- PROBLEM REQUIREMENTS: Extract the lines of the data between the line containing "Target = black tire" and the line containing "x=167 y=129", inclusive, and copy them without any change.

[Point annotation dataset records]
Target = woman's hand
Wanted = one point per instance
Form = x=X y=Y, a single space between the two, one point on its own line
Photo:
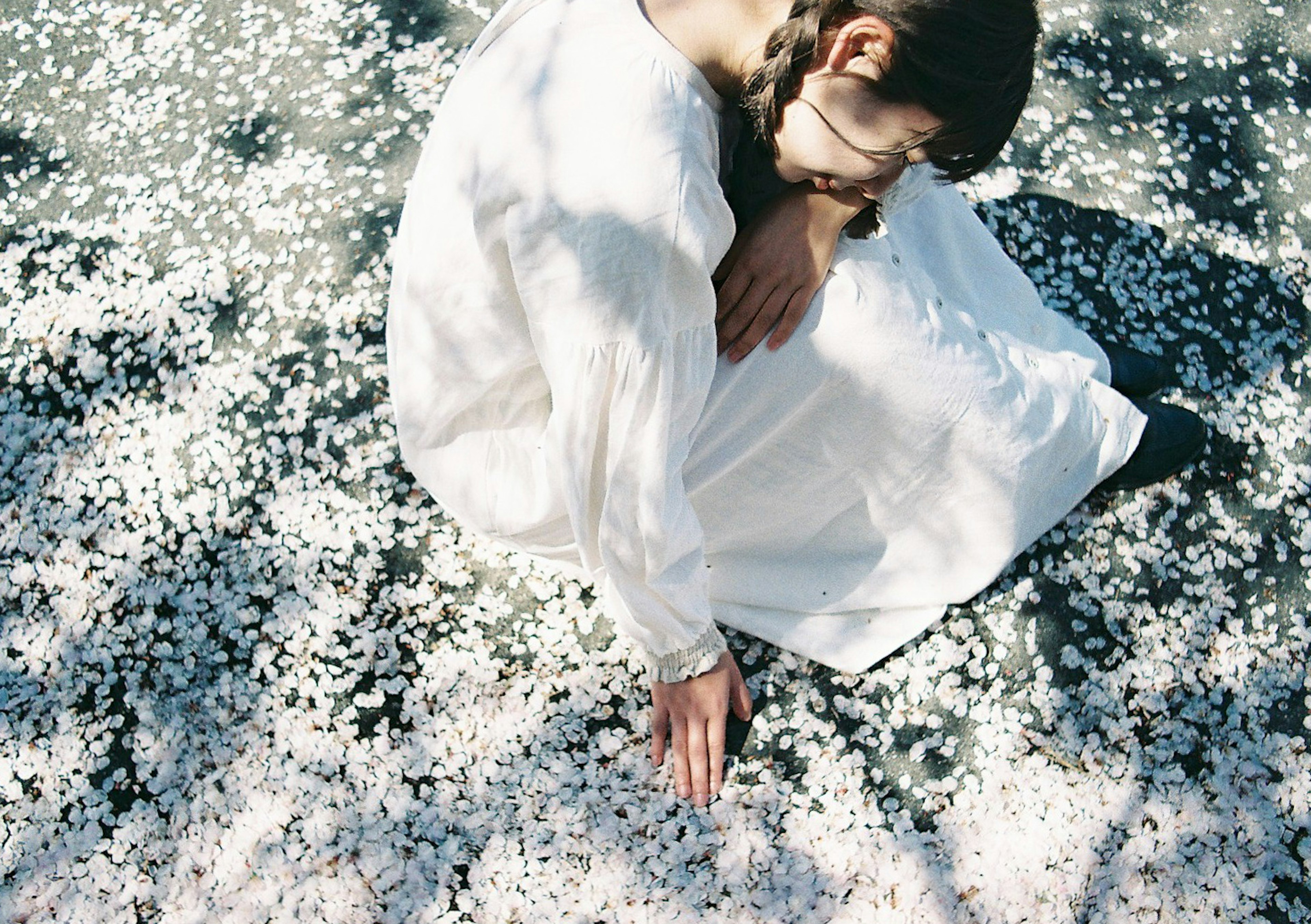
x=693 y=712
x=777 y=265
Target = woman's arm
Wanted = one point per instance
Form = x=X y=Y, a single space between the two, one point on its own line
x=777 y=265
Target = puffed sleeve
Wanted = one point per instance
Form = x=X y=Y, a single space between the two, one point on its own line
x=622 y=315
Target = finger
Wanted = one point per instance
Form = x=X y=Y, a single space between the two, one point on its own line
x=660 y=728
x=736 y=323
x=682 y=774
x=761 y=324
x=698 y=762
x=715 y=735
x=741 y=696
x=731 y=294
x=792 y=316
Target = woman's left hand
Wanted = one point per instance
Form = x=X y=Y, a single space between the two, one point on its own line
x=693 y=715
x=777 y=265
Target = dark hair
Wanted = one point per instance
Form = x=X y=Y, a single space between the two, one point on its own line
x=968 y=62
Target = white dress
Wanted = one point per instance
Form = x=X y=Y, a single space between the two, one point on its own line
x=551 y=346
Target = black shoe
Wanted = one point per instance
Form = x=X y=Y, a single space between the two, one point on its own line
x=1134 y=374
x=1172 y=438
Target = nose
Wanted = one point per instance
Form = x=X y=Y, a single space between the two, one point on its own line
x=880 y=184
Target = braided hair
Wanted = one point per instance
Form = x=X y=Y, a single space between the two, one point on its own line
x=968 y=62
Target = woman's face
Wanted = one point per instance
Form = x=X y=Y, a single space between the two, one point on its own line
x=837 y=134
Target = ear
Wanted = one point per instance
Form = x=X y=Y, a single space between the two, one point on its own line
x=862 y=45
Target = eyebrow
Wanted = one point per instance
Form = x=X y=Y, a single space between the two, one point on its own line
x=918 y=139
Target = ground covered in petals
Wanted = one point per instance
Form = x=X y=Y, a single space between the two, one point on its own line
x=251 y=673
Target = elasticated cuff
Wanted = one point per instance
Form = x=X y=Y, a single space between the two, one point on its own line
x=701 y=657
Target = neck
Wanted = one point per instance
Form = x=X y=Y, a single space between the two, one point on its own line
x=723 y=39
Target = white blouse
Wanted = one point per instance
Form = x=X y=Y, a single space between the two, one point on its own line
x=551 y=332
x=552 y=356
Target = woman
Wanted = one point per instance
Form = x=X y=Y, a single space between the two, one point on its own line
x=554 y=349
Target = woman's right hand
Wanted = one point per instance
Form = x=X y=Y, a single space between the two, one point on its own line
x=777 y=265
x=693 y=713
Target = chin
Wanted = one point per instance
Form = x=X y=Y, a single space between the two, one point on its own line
x=787 y=172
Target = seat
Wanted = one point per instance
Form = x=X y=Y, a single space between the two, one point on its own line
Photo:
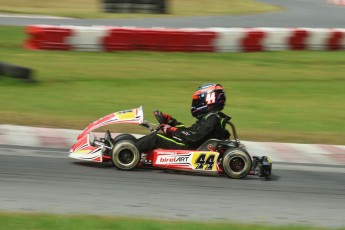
x=209 y=145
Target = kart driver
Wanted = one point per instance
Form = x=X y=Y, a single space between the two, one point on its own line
x=208 y=102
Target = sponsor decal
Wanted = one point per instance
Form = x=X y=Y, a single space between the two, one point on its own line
x=169 y=158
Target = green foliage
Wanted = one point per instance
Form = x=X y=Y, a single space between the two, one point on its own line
x=272 y=96
x=93 y=9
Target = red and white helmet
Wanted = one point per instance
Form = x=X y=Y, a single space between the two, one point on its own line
x=208 y=98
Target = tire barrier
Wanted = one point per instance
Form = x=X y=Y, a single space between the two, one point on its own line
x=15 y=71
x=109 y=39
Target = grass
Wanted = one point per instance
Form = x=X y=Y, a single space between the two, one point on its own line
x=85 y=222
x=93 y=8
x=272 y=96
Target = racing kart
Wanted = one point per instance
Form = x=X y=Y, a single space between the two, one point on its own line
x=228 y=157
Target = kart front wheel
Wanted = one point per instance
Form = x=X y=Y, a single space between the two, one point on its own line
x=125 y=155
x=236 y=163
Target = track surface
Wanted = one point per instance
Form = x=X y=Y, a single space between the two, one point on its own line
x=43 y=180
x=296 y=13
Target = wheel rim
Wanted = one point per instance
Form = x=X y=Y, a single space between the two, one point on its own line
x=126 y=156
x=237 y=164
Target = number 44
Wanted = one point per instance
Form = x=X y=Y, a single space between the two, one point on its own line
x=211 y=98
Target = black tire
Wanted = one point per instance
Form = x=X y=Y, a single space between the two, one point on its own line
x=125 y=155
x=236 y=163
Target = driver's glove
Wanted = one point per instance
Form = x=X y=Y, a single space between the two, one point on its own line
x=167 y=129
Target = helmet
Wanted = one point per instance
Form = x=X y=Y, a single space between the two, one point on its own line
x=208 y=98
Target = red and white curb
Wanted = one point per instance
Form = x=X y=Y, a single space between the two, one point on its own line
x=278 y=152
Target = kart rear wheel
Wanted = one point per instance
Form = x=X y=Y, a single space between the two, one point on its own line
x=236 y=163
x=125 y=155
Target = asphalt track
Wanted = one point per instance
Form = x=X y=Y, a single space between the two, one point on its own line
x=45 y=180
x=295 y=13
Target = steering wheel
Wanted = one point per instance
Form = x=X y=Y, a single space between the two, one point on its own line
x=159 y=116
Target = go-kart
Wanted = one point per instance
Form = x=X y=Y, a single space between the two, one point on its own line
x=228 y=157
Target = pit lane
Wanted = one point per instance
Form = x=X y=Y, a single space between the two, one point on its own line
x=46 y=180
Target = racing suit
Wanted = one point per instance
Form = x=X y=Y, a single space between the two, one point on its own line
x=210 y=126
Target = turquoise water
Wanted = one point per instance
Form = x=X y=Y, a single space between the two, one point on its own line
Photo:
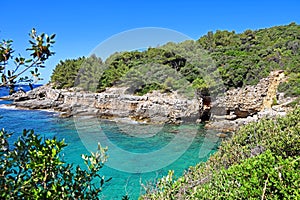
x=129 y=170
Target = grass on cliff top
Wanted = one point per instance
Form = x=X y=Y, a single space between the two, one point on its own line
x=260 y=161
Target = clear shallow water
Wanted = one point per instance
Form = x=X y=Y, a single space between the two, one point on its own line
x=83 y=134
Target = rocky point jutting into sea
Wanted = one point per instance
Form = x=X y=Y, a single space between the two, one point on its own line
x=236 y=107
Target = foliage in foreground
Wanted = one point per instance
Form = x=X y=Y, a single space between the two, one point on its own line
x=40 y=51
x=33 y=169
x=260 y=161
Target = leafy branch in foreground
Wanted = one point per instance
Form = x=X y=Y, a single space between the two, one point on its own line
x=33 y=169
x=39 y=51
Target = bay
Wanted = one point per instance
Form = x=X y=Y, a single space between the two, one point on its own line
x=128 y=170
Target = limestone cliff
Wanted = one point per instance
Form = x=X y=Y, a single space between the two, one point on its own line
x=243 y=105
x=227 y=112
x=153 y=107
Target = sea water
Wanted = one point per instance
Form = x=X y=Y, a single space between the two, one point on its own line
x=128 y=174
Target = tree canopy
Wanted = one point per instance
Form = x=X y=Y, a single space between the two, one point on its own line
x=238 y=59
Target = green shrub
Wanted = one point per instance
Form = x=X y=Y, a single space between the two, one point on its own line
x=266 y=176
x=33 y=169
x=256 y=149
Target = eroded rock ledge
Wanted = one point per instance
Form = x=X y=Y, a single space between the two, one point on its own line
x=229 y=111
x=251 y=103
x=154 y=107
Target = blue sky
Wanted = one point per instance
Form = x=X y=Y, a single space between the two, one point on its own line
x=81 y=25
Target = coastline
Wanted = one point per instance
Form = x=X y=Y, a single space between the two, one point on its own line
x=226 y=113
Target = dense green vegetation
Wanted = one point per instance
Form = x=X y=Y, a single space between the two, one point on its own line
x=34 y=169
x=237 y=59
x=13 y=68
x=260 y=161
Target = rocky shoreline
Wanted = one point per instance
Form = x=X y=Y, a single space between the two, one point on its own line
x=228 y=112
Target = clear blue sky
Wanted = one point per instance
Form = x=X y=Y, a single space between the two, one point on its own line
x=81 y=25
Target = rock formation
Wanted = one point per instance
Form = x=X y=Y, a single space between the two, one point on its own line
x=243 y=105
x=236 y=107
x=153 y=107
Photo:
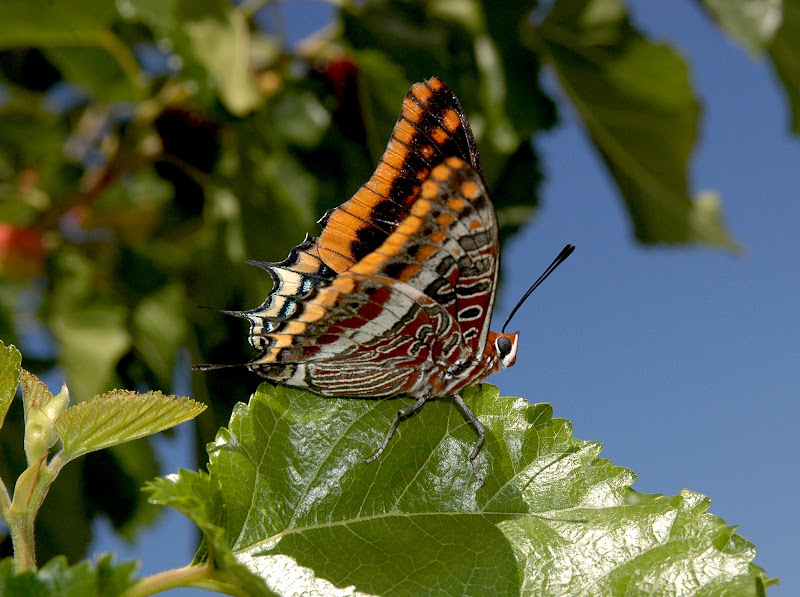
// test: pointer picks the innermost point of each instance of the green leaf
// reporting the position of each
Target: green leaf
(10, 365)
(785, 54)
(300, 508)
(120, 416)
(752, 22)
(221, 42)
(58, 579)
(638, 107)
(79, 37)
(89, 325)
(301, 118)
(159, 329)
(198, 497)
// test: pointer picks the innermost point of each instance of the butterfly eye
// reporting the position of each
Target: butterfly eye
(503, 346)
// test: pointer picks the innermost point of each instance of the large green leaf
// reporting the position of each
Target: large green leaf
(293, 500)
(637, 105)
(785, 54)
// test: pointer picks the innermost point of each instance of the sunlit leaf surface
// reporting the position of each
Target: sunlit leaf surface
(295, 503)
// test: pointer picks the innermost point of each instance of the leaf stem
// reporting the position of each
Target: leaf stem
(202, 576)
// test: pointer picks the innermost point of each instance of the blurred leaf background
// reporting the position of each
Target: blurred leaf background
(148, 148)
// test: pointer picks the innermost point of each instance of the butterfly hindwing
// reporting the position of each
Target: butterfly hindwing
(418, 301)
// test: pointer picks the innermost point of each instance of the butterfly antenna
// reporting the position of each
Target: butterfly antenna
(565, 252)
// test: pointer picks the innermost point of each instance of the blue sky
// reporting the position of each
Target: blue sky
(683, 362)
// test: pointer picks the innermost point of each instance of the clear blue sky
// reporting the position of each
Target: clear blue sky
(684, 363)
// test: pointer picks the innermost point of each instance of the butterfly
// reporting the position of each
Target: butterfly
(395, 296)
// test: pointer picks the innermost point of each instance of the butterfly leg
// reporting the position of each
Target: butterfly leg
(459, 402)
(403, 412)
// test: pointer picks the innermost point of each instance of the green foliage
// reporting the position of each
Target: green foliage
(100, 422)
(290, 500)
(137, 196)
(104, 578)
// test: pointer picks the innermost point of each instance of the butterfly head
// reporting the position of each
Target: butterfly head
(505, 347)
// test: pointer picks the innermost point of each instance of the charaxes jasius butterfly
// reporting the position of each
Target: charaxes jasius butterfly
(395, 295)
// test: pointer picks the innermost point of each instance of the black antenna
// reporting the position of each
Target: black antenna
(565, 252)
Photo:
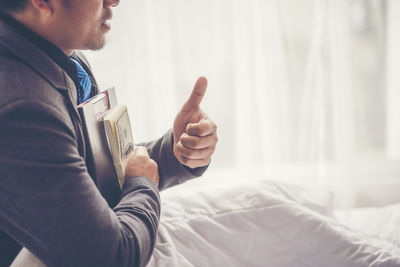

- FINISHED ANSWER:
Target = black tire
Wanted = one point per instance
Form = x=X y=Y, a single space between the two, one point on its own line
x=125 y=155
x=236 y=163
Target = driver's glove
Wanted = one point per instance
Form = x=X y=Y, a single space between the two, one point on its own line
x=167 y=129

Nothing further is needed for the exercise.